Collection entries
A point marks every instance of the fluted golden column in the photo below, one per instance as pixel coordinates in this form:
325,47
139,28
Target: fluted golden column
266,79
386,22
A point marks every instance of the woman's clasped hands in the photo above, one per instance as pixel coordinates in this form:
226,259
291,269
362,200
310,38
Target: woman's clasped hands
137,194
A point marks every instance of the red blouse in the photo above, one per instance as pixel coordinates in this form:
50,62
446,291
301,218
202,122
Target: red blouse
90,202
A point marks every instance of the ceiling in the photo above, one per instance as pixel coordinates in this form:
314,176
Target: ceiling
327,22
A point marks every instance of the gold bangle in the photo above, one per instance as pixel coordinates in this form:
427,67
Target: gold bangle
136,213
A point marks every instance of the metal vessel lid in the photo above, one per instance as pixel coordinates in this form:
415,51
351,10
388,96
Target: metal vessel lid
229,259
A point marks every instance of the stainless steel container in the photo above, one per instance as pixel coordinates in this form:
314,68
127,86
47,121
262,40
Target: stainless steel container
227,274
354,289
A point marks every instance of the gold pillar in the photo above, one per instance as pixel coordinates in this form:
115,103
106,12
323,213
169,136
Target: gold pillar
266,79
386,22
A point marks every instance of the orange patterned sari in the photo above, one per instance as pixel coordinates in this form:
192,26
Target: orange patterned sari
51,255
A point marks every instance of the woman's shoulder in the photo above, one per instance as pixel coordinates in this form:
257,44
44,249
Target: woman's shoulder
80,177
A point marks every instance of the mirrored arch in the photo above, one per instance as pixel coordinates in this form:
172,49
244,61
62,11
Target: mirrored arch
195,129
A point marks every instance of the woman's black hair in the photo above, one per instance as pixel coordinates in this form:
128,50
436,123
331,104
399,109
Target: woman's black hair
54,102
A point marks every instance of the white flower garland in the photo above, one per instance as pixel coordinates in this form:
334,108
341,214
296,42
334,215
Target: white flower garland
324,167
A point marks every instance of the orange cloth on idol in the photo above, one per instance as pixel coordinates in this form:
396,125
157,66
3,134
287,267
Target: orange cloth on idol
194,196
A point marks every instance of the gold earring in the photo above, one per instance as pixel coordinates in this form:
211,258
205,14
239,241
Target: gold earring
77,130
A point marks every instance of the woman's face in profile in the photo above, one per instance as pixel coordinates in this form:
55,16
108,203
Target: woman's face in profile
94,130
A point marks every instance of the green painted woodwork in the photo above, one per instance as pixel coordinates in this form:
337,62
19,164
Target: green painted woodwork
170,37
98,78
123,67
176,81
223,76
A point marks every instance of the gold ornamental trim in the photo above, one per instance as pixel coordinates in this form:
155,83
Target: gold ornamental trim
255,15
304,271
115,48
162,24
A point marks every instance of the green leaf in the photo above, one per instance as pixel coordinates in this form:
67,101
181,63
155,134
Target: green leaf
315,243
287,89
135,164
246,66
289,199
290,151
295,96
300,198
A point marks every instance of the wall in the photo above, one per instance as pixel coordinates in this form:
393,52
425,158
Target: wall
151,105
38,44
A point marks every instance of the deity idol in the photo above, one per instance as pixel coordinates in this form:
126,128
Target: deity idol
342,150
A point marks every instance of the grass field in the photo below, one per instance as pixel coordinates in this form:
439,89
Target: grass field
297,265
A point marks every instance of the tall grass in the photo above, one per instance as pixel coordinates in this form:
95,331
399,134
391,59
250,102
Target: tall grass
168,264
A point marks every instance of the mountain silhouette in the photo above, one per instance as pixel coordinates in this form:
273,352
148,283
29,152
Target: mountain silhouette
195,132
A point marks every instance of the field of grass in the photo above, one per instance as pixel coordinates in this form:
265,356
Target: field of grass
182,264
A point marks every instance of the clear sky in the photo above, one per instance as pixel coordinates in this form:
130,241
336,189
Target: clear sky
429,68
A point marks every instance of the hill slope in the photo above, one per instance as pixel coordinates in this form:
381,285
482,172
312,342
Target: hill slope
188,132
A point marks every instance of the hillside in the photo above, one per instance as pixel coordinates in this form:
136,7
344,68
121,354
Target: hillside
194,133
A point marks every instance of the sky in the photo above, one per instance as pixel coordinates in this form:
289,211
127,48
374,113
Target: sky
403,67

_What is expected_.
Search the data for the string "below". List each line that has it.

_Problem solution_.
A point marks every instance of the fluted golden column in the photo below, one per instance as pixel coordinates in this form:
A point marks every instance of the grass field in the photo below, one per instance as pixel coordinates in this form:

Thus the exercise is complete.